[SELECTED PASSAGE — start]
Radio Operator and Air Gunner
Leslie Main
Royal Air Force
Japanese POW
Captured Singapore
Worked on the Thailand-Burma Railway
Transported to French Indo China
Tributes are paid to former PoW Leslie Main
Dewsbury Reporter
Published Date:- 12 June 2009
A WORLD War II veteran who survived four years in a prisoner of war camp has died aged 90.
Leslie Main worked on the infamous Burma Railroad during his time as a PoW and saw many of his comrades die at the hands of Japanese and Korean guards.
Mr Main, one of the Reporter's Millennium Men, later became a chairman of the Dewsbury branch of the Burma Star Association. The youngest of four, Mr Main was born in Batley on September 3, 1918, and attended Park Road School.
At 14 he took a job as delivery boy for a Batley greengrocers and he later worked at a local engineering firm, where he lost part of two of his fingers in an accident.
Mr Main went on to work in the dye works at Tattersfield's mill in Dewsbury Moor.
On Mr Main's 21st birthday World War II broke out. He was refused entry into the Army because of the injury to his hand but volunteered for the RAF and was accepted. Mr Main became a radio operator and air gunner and volunteered for overseas duties.
He was based at a Singapore airbase bombed by the Japanese on the same day as the Pearl Harbour attack and was taken to hospital with shrapnel wounds.
[SELECTED PASSAGE — finish]
[RECORDS — start]
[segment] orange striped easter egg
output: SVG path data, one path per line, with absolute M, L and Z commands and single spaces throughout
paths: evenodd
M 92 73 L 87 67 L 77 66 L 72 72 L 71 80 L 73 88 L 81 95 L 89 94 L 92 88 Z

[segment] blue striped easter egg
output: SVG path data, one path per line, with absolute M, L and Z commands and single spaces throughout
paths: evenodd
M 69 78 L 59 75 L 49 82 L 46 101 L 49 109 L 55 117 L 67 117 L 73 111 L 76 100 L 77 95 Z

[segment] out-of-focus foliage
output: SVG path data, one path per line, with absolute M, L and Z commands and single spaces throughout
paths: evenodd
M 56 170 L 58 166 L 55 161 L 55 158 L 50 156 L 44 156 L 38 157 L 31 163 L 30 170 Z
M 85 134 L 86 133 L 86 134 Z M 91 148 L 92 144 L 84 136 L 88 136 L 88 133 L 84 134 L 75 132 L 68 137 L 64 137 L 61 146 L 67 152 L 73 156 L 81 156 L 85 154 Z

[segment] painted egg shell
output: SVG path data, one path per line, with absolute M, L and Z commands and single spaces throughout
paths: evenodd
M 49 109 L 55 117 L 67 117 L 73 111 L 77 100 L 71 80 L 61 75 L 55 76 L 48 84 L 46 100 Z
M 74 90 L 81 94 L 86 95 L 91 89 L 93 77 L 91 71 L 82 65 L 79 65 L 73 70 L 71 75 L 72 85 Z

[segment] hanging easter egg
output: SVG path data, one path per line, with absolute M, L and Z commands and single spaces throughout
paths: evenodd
[RECORDS — finish]
• **TASKS FOR THIS EXERCISE**
1. In the tribute to Leslie Main, list every workplace where he was employed before World War II broke out.
2. Carry the tribute to Leslie Main forward from its final sentence.

• **RESPONSES PER TASK**
1.
- A Batley greengrocers, as a delivery boy
- A local engineering firm
- The dye works at Tattersfield's mill in Dewsbury Moor

2.
He was still in hospital when the Japanese landed and was taken to a prison camp, where he was forced to work on the Burma Railroad. In 1944 he was transferred to Saigon in Vietnam to build aerodromes and it took three months for news that the war was over to reach the camp.
A party was held on Upton Street, Batley, when he eventually returned home. He returned to his job at Tattersfield's mill, where he met his wife Doris Trevorrow.
The couple married at Westborough Methodist Chapel on April 10 1948 and moved to Mr Mains family home in Upton Street. In 1948 the couple had a son, Stewart, and moved to Mrs Main's family home in Moorside Avenue, Dewsbury Moor.
With the arrival of daughter Janet in 1950, they moved again to Moor End Lane.
The couple had another son, Paul, in 1954.
Mr Main also worked at Smith's textiles warehouse in Staincliffe, British Belting and Asbestos in Chain Bar, Cleckheaton, and Williams of Hounslow in Dewsbury Moor. In 1960 the family moved to a new house on Carlisle Close, Batley Carr, where they have lived for the past 49 years.
A lifetime member of Batley Carr WMC, Mr Main was a keen sportsman throughout his RAF career and after the war.
Mr Main died at Linson Court care home in Batley on Saturday. The funeral was held at Dewsbury Crematorium 9th June 2009.